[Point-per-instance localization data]
-- Opening Marker --

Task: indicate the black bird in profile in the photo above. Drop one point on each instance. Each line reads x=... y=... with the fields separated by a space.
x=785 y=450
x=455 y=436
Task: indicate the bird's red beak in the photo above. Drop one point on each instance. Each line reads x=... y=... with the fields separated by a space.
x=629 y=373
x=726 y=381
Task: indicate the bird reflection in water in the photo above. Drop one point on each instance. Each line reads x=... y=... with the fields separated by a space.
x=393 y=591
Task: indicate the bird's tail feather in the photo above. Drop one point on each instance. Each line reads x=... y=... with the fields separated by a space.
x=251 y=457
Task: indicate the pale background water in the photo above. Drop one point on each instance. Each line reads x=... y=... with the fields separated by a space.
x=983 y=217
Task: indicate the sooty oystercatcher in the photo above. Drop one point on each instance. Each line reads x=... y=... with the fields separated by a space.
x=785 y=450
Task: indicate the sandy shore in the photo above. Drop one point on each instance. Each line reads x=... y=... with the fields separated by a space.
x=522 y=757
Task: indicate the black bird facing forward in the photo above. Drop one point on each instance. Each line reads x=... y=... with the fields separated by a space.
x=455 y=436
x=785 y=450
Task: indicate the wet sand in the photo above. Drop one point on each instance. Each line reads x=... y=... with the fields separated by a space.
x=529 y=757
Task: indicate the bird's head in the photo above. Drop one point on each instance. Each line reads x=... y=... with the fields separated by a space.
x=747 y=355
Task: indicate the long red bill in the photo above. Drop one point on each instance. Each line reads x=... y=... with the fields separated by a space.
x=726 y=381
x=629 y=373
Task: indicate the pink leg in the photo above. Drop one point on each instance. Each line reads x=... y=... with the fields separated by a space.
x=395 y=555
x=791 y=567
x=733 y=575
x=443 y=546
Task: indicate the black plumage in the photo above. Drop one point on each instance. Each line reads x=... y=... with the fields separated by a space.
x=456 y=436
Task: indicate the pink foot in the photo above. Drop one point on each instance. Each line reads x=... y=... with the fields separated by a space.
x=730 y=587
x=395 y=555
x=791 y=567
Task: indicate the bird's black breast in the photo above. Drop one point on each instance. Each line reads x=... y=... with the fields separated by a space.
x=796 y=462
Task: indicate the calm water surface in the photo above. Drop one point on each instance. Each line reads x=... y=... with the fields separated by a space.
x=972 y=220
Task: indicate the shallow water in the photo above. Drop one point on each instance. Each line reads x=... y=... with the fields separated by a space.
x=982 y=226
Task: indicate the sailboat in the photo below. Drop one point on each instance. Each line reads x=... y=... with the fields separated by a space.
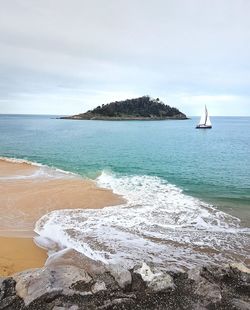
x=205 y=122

-- Closing Marker --

Assignment | Write out the records above exactly as they appear, leaving out any pictures.

Task answer |
Task: indicate the black bird in profile in the photo above. Drop one point on each instance. Each line reads x=... y=... with the fields separated by a space.
x=785 y=450
x=455 y=436
Task: indicate the bird's red beak in the photo above. Drop one point on each instance. Each line reads x=... y=... with the fields separated by a space.
x=629 y=373
x=726 y=381
Task: indicate the bird reflection in water in the photo above. Drop one point on each instance. Each line reads x=... y=... with the fields separated by a space.
x=393 y=591
Task: indicate the bird's tail feather in the photo above. Drop one point on each instance. Each line reads x=... y=... with the fields separated by a space.
x=251 y=457
Task: indicate the pale background water in the photo above. Drop one point on each instance. Each line reads x=... y=... with the fields separated by a space.
x=983 y=217
Task: indicate the sooty oystercatcher in the photo above. Drop one point on each instance. Each line reads x=... y=... with the fields separated by a space.
x=785 y=450
Task: indicate the sandy shore in the photo above. Drop one point on each instance. Each line reads x=... y=... with the fields separated by a space.
x=522 y=757
Task: indicate the black bird facing forward in the photo above. Drop one point on each instance. Each line reads x=... y=... with the fields separated by a space.
x=455 y=436
x=785 y=450
Task: indicate the wet sand in the photo above. Drop one point on each instance. Each line reads x=... y=... with the fields separated by a space.
x=529 y=757
Task: indicate the bird's head in the photo above. Drop one point on each instance. Each line reads x=... y=... with the fields separated by a space.
x=747 y=355
Task: indicate the long red bill in the photo above. Drop one point on each instance. Each line reads x=... y=... with the fields separated by a space.
x=726 y=381
x=629 y=373
Task: indicate the pink leg in the photo above. Drop one point on each instance. Each line reads x=... y=... with the fields separated by a space.
x=395 y=555
x=791 y=567
x=733 y=575
x=443 y=546
Task: indicate the black plumage in the photo above. Drop one point on each instance. Each line reads x=... y=... with the fields separated by a space.
x=456 y=436
Task: indicate the pink foot in the photo above. Drop one point on each instance. Each line reads x=... y=... with the fields separated by a space.
x=730 y=587
x=395 y=555
x=791 y=567
Task: indicate the bird's black breast in the photo above. Drop one point on each instance. Each line reads x=... y=... with the fields separated by a space.
x=796 y=462
Task: indicate the calm water surface in the photo above. Drop one point on each instance. Each line reads x=... y=... with the fields separated by a space.
x=972 y=220
Task: indicate the shallow water in the photo above. Drop one point on each instance. Each line reads x=... y=... with the fields separated by a space.
x=982 y=226
Task: indicate the sailboat in the photo below. Drop one point on each instance. Each line reads x=... y=... with the fields separated by a space.
x=205 y=122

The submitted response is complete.